■ Aim of the exercise:
Print the listing that follows, character for character.

Data records:
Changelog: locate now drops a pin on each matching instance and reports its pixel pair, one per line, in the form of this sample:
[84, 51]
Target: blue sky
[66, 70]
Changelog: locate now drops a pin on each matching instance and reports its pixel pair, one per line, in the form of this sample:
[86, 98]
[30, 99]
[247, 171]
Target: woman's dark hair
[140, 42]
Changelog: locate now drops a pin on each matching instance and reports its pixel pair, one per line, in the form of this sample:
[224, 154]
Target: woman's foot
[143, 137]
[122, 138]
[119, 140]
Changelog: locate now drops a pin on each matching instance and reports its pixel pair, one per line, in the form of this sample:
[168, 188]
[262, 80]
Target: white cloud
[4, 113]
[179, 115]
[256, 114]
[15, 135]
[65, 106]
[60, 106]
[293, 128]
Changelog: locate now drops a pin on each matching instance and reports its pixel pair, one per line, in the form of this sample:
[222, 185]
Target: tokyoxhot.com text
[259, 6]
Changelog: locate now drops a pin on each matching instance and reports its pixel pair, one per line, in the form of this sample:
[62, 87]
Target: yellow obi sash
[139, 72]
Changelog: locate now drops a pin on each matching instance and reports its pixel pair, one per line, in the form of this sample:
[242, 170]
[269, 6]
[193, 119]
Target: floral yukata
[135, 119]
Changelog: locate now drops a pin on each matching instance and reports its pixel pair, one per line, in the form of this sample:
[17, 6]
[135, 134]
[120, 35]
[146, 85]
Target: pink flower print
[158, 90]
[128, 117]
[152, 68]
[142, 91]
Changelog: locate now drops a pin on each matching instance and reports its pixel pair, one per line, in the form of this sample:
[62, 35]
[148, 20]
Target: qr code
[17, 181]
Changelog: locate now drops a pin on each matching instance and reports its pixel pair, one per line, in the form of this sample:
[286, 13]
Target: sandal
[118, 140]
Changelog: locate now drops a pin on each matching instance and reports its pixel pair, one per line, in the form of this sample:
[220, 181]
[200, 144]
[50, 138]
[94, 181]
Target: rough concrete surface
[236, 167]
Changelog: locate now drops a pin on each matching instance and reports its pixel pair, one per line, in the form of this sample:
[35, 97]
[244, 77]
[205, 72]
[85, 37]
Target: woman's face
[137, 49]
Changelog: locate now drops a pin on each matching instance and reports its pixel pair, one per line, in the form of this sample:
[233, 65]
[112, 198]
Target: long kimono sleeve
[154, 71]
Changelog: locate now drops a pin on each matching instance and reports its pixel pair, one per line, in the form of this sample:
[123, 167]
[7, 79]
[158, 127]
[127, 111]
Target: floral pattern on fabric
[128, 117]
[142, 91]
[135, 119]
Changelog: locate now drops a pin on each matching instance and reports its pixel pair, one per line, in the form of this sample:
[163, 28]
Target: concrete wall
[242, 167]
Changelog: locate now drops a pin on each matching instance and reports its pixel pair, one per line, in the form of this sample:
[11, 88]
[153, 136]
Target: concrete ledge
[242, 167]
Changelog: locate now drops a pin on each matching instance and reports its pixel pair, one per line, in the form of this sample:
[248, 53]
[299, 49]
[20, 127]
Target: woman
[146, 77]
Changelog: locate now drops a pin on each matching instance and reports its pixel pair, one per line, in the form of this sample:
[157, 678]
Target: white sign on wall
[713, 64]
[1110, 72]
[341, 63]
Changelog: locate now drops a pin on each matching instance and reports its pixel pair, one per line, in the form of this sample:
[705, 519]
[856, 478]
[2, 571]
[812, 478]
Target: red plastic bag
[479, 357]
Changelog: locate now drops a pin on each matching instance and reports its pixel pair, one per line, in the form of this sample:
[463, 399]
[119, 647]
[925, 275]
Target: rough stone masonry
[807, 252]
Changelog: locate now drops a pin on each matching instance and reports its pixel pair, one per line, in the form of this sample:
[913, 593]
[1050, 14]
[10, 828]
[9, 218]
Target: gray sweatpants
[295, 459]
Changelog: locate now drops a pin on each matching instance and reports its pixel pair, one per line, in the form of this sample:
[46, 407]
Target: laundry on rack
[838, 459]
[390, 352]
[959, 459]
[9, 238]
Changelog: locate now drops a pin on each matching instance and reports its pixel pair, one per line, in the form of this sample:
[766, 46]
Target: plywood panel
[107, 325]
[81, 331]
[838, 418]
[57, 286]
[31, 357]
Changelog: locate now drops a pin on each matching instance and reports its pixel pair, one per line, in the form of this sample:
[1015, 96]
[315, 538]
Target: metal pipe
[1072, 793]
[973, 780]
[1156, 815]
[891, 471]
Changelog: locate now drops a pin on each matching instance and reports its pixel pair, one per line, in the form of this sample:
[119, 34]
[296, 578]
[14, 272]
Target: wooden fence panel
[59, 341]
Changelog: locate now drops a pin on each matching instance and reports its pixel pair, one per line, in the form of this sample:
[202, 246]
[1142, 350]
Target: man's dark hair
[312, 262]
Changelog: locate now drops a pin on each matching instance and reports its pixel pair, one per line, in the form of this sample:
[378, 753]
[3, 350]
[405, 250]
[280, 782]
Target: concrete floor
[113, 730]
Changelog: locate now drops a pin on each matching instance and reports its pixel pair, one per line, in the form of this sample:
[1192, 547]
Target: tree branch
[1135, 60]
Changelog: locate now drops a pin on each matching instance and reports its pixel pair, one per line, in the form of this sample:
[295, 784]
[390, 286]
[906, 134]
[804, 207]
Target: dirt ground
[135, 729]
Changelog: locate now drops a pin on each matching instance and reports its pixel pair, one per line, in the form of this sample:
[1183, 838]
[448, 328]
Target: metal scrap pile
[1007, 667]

■ Answer to the task:
Changelog: locate now drops a pin on each matching instance and reports its pixel pair, one per line, in the form of this sample:
[84, 51]
Target: blue sky
[66, 70]
Changelog: locate now drops a pin on each matching instance and reports its pixel pair, one per line, in the form of this sample:
[86, 98]
[30, 99]
[247, 171]
Target: woman's dark hair
[140, 42]
Changelog: locate now drops a pin on each matching instance and reports its pixel pair, one per line, in the form of this sample:
[224, 154]
Target: woman's foot
[143, 137]
[122, 138]
[119, 140]
Changelog: locate now drops a pin on each matching instance and reports its pixel pair, one per line, in the form of this sample:
[168, 188]
[262, 80]
Target: white cloud
[4, 113]
[179, 115]
[256, 114]
[15, 135]
[65, 106]
[60, 106]
[293, 128]
Changelog: locate now drops a pin on each matching instance and reports its pixel pair, one per line, in the form of this sample:
[222, 185]
Target: tokyoxhot.com text
[259, 6]
Changelog: locate now drops a pin on each matching instance and reports its pixel pair, one per line, in the form of this sample:
[62, 87]
Target: yellow obi sash
[139, 72]
Changelog: locate now drops a pin on each matching instance and reports its pixel pair, one per line, in the form of this sample:
[242, 170]
[269, 6]
[193, 119]
Target: floral yukata
[135, 119]
Changelog: locate now drops a pin on each matching instance and reports its pixel pair, one per line, in the form of this sample:
[17, 6]
[135, 134]
[120, 35]
[146, 85]
Target: pink flower print
[158, 90]
[128, 117]
[152, 68]
[142, 91]
Changelog: locate now drops a pin on each matching instance and reports its pixel pair, one per line, in the form of this sample:
[62, 35]
[148, 20]
Target: qr code
[17, 181]
Changelog: locate now drops a pin on each matching instance and reports its pixel pair, one per line, in the form of this sample:
[286, 13]
Target: sandal
[118, 140]
Changelog: locate now drops a pin on each matching instance and reports its pixel pair, one per line, in the form of this sample:
[220, 181]
[200, 144]
[50, 138]
[94, 181]
Target: rough concrete surface
[236, 167]
Changelog: locate now drops a pin on each matching instance and reports its pixel pair, one per line, in the form of this sample:
[35, 97]
[244, 77]
[205, 72]
[85, 37]
Target: woman's face
[137, 49]
Changelog: locate now drops a pin on each matching instance and reports its pixel pair, one per line, in the form of this sample:
[233, 65]
[112, 198]
Target: long kimono sleeve
[154, 71]
Changelog: locate now drops a pin on each matching instance and reports its pixel pair, one per line, in the form of this sample:
[123, 167]
[7, 79]
[158, 127]
[127, 111]
Target: floral pattern on fabric
[128, 117]
[142, 91]
[135, 119]
Changelog: locate now drops a pin on each matching instance and reports its pixel pair, one per line, in the form of this sample:
[163, 28]
Target: concrete wall
[242, 167]
Changelog: locate now drops a pin on each matching instance and reports its pixel pair, one per line, in the form of this sample:
[11, 88]
[153, 136]
Target: concrete ledge
[242, 167]
Changelog: locate now drops a pin on each matching instance and reports its pixel pair, one per line, in the form of this sample:
[248, 53]
[299, 49]
[20, 127]
Target: woman
[146, 77]
Changelog: locate now drops a pin on each matching instance and reports its pixel pair, one per line, in the form of this sample:
[157, 678]
Target: white sign on wall
[713, 64]
[1110, 72]
[341, 63]
Changelog: locate now drops a pin on each matching instance and reports its pixel pair, one per line, in the form of this sample:
[705, 519]
[856, 478]
[2, 571]
[812, 478]
Target: red plastic bag
[479, 357]
Changelog: locate now drops a pin on each matching instance and reports its pixel pair, one per line, in the form of this sample:
[463, 399]
[119, 647]
[925, 275]
Target: rough stone masonry
[807, 252]
Changelog: locate now drops a pin on each matching instance and reports its pixel pair, one per line, in the form of this sample:
[913, 593]
[1050, 14]
[10, 828]
[9, 218]
Target: gray sweatpants
[295, 459]
Changelog: locate now drops a pin on each matching instance and reports its pixel pair, one per line, in the form of this sample:
[46, 407]
Target: laundry on rack
[838, 459]
[390, 352]
[959, 459]
[9, 238]
Changelog: locate now drops a pin on each matching instance and reports its pixel pair, one per line, in the form of this sample:
[766, 46]
Target: plywood panel
[107, 325]
[81, 331]
[838, 418]
[57, 286]
[31, 357]
Changelog: locate now drops a pin on each matching instance and reports its pixel pair, one per line, in the form of this sample:
[1015, 96]
[315, 538]
Target: metal pipe
[1072, 793]
[973, 780]
[1156, 815]
[891, 471]
Changelog: locate now drops a pin on each matching instance and reports its pixel pair, one per line, in the form of this sample:
[119, 34]
[296, 578]
[14, 272]
Target: wooden fence panel
[59, 341]
Changelog: locate now drops a pin on each matching instance and reports its pixel pair, one per line, in the form of this sample:
[202, 246]
[1142, 350]
Target: man's dark hair
[312, 262]
Changelog: locate now drops a pin on each matching instance and reports its pixel pair, one per line, in the form of this sample:
[378, 753]
[3, 350]
[405, 250]
[280, 782]
Target: concrete floor
[113, 730]
Changelog: locate now drops a pin on each matching instance and reports its pixel pair, one per line, in the form of this sample:
[1192, 547]
Target: tree branch
[1135, 60]
Changelog: locate now drops a pin on each matching instance and reports its pixel pair, one per line, in the form of this sample:
[295, 784]
[390, 286]
[906, 134]
[804, 207]
Target: dirt ground
[135, 729]
Changelog: locate now drops a pin on each matching instance and reports its pixel pair, one per line, in the form of this sample:
[1183, 838]
[448, 328]
Target: metal scrap pile
[1007, 667]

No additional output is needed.